*Records provided*

-- begin --

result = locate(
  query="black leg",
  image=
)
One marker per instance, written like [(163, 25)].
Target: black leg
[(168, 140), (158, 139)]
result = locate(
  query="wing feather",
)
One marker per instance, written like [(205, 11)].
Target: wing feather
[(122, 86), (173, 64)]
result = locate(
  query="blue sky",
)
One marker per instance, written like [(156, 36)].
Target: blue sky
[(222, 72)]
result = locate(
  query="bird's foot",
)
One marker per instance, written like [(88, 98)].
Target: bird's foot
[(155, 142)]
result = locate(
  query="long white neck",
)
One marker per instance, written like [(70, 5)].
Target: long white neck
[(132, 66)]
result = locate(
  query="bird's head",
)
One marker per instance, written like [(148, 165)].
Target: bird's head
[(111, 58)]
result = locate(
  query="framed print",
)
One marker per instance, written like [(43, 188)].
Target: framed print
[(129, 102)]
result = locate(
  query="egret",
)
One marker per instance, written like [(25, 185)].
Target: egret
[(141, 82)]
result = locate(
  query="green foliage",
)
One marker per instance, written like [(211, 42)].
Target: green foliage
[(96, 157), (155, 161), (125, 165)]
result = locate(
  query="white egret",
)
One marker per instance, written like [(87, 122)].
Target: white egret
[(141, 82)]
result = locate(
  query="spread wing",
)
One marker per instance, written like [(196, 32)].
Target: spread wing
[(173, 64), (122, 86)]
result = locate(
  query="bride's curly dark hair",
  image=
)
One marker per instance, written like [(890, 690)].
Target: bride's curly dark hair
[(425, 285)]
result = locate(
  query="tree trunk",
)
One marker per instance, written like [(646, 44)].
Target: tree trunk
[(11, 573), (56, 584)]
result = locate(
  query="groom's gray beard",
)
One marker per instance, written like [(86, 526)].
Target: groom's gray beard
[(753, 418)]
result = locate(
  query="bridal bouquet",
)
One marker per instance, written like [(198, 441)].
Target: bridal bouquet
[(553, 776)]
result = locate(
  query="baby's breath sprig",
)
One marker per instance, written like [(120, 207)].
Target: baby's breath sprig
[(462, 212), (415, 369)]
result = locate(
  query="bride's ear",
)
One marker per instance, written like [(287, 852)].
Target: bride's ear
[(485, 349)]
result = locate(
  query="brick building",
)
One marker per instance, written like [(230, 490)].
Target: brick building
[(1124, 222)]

-- end --

Rescale the material from its start through the line containing "[(111, 58)]", inclusive, and write out all of those lines with the requests included. Multiply each point coordinate in the answers by 0.6 and round it to a whole number, with halves rounding up, but leave the numbers in the requests and their format samples unchanged.

*Written answer*
result = locate(
  query="black leg",
  image=
)
One marker per instance, written like [(163, 25)].
Target: black leg
[(101, 84), (95, 83)]
result = locate(
  query="wing feather",
)
One marker per instance, written like [(205, 11)].
Target: wing feather
[(73, 52), (104, 38)]
result = locate(
  query="blue sky",
)
One marker per instance, written like [(156, 36)].
Target: blue sky
[(133, 43)]
result = locate(
  query="bird's foot",
)
One marker per instance, written like [(88, 98)].
Target: bird's foot
[(93, 85)]
result = locate(
  query="long white neck",
)
One marker per instance, written like [(70, 5)].
Target: long white neck
[(79, 40)]
result = locate(
  query="bird's head",
)
One marker per instance, written like [(148, 165)].
Target: bird's head
[(67, 35)]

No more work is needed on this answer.